Voci archiviate di una raccolta:
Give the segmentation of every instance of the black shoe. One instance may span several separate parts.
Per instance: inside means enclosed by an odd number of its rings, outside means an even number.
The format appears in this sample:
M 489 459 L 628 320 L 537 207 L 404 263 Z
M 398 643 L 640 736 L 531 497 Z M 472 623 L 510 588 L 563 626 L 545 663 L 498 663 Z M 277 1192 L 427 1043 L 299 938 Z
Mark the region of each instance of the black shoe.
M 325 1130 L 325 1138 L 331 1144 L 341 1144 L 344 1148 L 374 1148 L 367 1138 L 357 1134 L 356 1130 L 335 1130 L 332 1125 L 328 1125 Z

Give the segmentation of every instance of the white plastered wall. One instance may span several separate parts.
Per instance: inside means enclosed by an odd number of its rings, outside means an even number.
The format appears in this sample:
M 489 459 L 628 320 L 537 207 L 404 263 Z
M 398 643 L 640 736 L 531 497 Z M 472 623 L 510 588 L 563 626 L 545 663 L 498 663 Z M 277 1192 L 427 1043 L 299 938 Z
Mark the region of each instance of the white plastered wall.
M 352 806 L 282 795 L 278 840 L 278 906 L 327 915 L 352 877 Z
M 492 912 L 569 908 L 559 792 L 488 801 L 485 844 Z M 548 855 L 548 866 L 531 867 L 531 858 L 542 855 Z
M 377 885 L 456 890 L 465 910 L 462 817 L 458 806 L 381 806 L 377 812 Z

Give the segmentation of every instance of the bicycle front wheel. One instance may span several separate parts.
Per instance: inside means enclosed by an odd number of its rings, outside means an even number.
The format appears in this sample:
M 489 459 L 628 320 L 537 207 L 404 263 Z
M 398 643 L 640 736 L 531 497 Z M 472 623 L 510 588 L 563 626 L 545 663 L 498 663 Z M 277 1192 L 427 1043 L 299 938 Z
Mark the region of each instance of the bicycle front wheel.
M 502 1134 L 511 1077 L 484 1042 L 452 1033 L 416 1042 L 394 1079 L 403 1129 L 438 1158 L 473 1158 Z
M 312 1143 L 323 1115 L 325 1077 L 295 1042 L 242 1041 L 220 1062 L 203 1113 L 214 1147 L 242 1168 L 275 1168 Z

### Consegna
Riscrivi la parte che inizia con la riga contenente "Give the segmentation of every instance of the white" e arriva fino alla fine delle righe, cambiando "Mark" in "Outline" e lasciando invariato tutto il resto.

### Esercizio svolto
Give the segmentation of every instance of the white plastered wall. One instance may span several separate parts.
Per instance: inside means enclosed by an odd number of its rings, outside means an even number.
The format appears in this sample:
M 489 459 L 628 320 L 537 207 L 404 263 Z
M 398 643 L 640 736 L 531 497 Z M 472 623 L 510 588 L 563 626 L 545 663 L 498 663 Z M 277 1192 L 427 1043 L 299 938 Z
Outline the region of each instance of the white plastered wall.
M 352 806 L 282 795 L 278 840 L 278 906 L 327 915 L 352 877 Z
M 492 912 L 569 908 L 559 792 L 488 801 L 485 844 Z M 548 855 L 548 866 L 531 867 L 531 858 L 542 855 Z
M 377 885 L 456 890 L 465 910 L 462 817 L 458 806 L 381 806 L 377 812 Z

Give the segmentation of every instance of the bicycle front wheel. One instance may span several separate parts.
Per instance: inside means enclosed by an odd number of its rings, outside means an even number.
The format appears in this sample:
M 489 459 L 628 320 L 537 207 L 404 263 Z
M 398 643 L 640 736 L 531 497 Z M 472 623 L 510 588 L 563 626 L 545 663 L 498 663 Z M 277 1192 L 427 1043 L 299 938 Z
Outline the region of each instance of the bicycle front wheel.
M 502 1134 L 511 1077 L 484 1042 L 452 1033 L 416 1042 L 394 1079 L 403 1129 L 438 1158 L 473 1158 Z
M 312 1143 L 323 1115 L 325 1077 L 295 1042 L 242 1041 L 220 1062 L 203 1113 L 214 1147 L 242 1168 L 275 1168 Z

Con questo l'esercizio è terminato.